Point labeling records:
[BEGIN]
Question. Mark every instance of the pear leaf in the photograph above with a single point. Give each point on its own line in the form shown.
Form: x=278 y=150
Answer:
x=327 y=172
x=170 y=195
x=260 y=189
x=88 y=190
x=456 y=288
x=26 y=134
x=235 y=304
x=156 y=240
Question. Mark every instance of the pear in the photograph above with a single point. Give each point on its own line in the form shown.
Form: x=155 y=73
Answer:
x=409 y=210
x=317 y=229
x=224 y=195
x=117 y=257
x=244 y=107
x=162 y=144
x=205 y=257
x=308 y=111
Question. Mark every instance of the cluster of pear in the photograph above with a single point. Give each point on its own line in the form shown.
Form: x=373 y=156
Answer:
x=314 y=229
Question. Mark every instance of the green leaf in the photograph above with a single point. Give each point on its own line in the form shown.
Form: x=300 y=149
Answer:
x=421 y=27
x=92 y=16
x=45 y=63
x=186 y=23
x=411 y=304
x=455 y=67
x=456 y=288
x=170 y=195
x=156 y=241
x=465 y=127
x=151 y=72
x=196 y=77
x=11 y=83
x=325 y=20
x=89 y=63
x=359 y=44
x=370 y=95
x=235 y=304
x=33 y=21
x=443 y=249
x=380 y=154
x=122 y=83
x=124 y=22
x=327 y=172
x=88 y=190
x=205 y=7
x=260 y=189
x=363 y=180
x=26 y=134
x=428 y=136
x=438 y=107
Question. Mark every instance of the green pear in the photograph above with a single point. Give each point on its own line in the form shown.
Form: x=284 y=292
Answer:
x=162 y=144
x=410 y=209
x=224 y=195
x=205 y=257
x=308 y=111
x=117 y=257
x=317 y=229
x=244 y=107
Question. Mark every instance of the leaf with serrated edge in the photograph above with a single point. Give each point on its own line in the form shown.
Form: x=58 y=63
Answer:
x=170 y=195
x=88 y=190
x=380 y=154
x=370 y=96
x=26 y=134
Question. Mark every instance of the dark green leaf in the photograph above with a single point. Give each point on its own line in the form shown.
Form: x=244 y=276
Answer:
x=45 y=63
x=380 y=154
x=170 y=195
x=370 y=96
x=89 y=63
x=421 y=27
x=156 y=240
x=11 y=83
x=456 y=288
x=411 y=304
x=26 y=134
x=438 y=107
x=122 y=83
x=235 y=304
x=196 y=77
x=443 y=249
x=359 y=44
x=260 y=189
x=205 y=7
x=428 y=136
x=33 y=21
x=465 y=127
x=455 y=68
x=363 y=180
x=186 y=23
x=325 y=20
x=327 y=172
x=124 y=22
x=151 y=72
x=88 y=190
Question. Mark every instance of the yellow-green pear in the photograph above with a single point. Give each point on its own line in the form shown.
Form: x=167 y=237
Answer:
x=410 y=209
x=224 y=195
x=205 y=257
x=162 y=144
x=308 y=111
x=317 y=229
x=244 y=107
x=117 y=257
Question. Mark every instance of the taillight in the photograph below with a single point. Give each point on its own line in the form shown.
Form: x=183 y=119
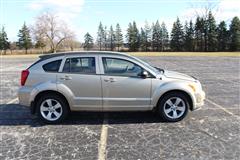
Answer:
x=24 y=76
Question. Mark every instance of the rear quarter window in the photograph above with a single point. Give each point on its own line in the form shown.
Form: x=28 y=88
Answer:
x=52 y=66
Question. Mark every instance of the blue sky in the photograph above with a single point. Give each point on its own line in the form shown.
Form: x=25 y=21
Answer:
x=84 y=15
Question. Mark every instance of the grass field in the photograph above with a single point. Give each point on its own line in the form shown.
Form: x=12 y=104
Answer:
x=175 y=54
x=186 y=54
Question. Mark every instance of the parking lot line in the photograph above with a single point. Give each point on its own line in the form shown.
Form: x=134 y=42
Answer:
x=12 y=101
x=103 y=139
x=222 y=108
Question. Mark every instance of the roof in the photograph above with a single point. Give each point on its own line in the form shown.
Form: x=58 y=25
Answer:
x=51 y=55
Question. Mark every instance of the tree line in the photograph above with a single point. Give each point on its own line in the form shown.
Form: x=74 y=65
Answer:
x=202 y=34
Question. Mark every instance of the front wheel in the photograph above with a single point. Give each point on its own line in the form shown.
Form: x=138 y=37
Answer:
x=52 y=109
x=173 y=107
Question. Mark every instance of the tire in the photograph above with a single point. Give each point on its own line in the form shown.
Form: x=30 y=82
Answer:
x=173 y=107
x=52 y=108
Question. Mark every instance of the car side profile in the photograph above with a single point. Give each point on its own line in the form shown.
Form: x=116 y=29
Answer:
x=105 y=81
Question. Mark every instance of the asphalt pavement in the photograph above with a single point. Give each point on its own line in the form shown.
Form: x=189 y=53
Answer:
x=210 y=133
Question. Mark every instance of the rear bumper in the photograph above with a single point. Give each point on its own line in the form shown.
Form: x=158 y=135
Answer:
x=24 y=96
x=200 y=97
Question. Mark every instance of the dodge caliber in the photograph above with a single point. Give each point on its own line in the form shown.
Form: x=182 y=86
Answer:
x=57 y=84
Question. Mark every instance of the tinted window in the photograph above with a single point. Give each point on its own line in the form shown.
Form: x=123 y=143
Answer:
[END]
Direction: Copy the records above line for line, without changing a character, and leave out the pictures.

Exercise result:
Question. Mark every instance of the pear leaf in the photograph above with a single point. Give each point on its own line in the form shown.
Form: x=278 y=150
Answer:
x=327 y=172
x=170 y=195
x=260 y=189
x=88 y=190
x=456 y=288
x=26 y=134
x=235 y=304
x=156 y=240
Question. Mark every instance of the pear in the photograph above with a single point. Give each point on its own line in the form shown.
Form: x=155 y=73
Answer:
x=409 y=210
x=317 y=229
x=224 y=195
x=117 y=257
x=244 y=107
x=162 y=144
x=205 y=257
x=308 y=111
Question. Mark every instance of the cluster of pear in the photograph above with a single point. Give each point on its own line in the form shown.
Form: x=373 y=156
Answer:
x=314 y=229
Question. Mark every instance of the green leaf in the photograph above with a single point. Give each point on its own line in the form shown.
Form: x=300 y=149
Answer:
x=421 y=27
x=92 y=16
x=45 y=63
x=186 y=23
x=411 y=304
x=455 y=67
x=456 y=288
x=170 y=195
x=156 y=241
x=465 y=127
x=151 y=72
x=196 y=77
x=11 y=83
x=325 y=20
x=89 y=63
x=359 y=44
x=370 y=95
x=235 y=304
x=33 y=21
x=443 y=249
x=380 y=154
x=122 y=83
x=124 y=22
x=327 y=172
x=88 y=190
x=205 y=7
x=260 y=189
x=363 y=180
x=26 y=134
x=428 y=136
x=438 y=107
Question. Mark every instance of the green pear in the photograph above with a single point. Give each point on its own line in the form shown.
Form: x=284 y=292
Answer:
x=162 y=144
x=410 y=209
x=224 y=195
x=205 y=257
x=308 y=111
x=117 y=257
x=317 y=229
x=244 y=107
Question. Mark every instance of the leaf with serrated edge in the photograph above with a single point. Give each point on its own line in the form shown.
Form: x=58 y=63
Answer:
x=170 y=195
x=88 y=190
x=380 y=154
x=370 y=96
x=26 y=134
Question. Mark every instance of the dark green leaf in the photograph above with a single point. Give each point on its own line in the form shown.
Form: x=244 y=276
Answer:
x=45 y=63
x=380 y=154
x=170 y=195
x=370 y=96
x=89 y=63
x=421 y=27
x=156 y=240
x=11 y=83
x=456 y=288
x=411 y=304
x=26 y=134
x=438 y=107
x=122 y=83
x=235 y=304
x=196 y=77
x=443 y=249
x=359 y=44
x=260 y=189
x=205 y=7
x=428 y=136
x=33 y=21
x=465 y=127
x=455 y=68
x=363 y=180
x=186 y=23
x=325 y=20
x=327 y=172
x=124 y=22
x=151 y=72
x=88 y=190
Question. Mark every instance of the yellow-green pear in the photograph above with a single point. Give each point on its own line in the form shown.
Form: x=167 y=237
Answer:
x=410 y=209
x=224 y=195
x=205 y=257
x=162 y=144
x=308 y=111
x=317 y=229
x=244 y=107
x=117 y=257
Question. Mark every instance of the taillight in the photograph below with a single point. Give each point on its own line in the form shown.
Form: x=183 y=119
Answer:
x=24 y=76
Question. Mark every instance of the rear quarter window in the photograph above with a single point. Give each point on its own line in the form shown.
Form: x=28 y=88
Answer:
x=52 y=66
Question. Mark every instance of the blue sky in the photograph above with a single point. Give each point on its own line in the form shown.
Form: x=25 y=21
Answer:
x=84 y=15
Question. Mark every instance of the grass field in the photograph above with a single point. Give each point on its own line in the form shown.
Form: x=12 y=104
Answer:
x=175 y=54
x=186 y=54
Question. Mark every instance of the parking lot line in the photograph above with a single point. Give each point on its own line in the form shown.
Form: x=134 y=42
Answer:
x=12 y=101
x=103 y=139
x=222 y=108
Question. Mark every instance of the roof in the photograph above with a single point. Give each point on its own line in the form shown.
Form: x=58 y=25
Answer:
x=51 y=55
Question. Mark every instance of the tree line in the photograph above with a single point. Give each point on its own line in the form shown.
Form: x=74 y=65
Answer:
x=202 y=34
Question. Mark every instance of the front wheel in the photograph above with a single point. Give each point on its own line in the form shown.
Form: x=138 y=37
Answer:
x=52 y=109
x=173 y=107
Question. Mark every instance of the tire in the photograph above with a single point. Give each point on its own line in the form shown.
Form: x=30 y=82
Answer:
x=173 y=107
x=52 y=108
Question. Mark every instance of the car side profile in the photograph above with a single point. Give each point on its own line in the form shown.
Form: x=116 y=29
Answer:
x=105 y=81
Question. Mark every instance of the asphalt pavement in the photograph above with a single point. Give each point on its own line in the form shown.
Form: x=189 y=53
Answer:
x=210 y=133
Question. Mark every instance of the rear bumper in the photograph above with a single point. Give each point on its own line in the form shown.
Form: x=158 y=135
Answer:
x=24 y=96
x=200 y=97
Question. Mark every instance of the dodge caliber in the photograph above with a single point. Give each point on its own line in the form shown.
Form: x=182 y=86
Answer:
x=57 y=84
Question. Mark every instance of the tinted window in the photograph above with a single point. Give each point on its own line in the form shown.
Form: x=123 y=143
Answer:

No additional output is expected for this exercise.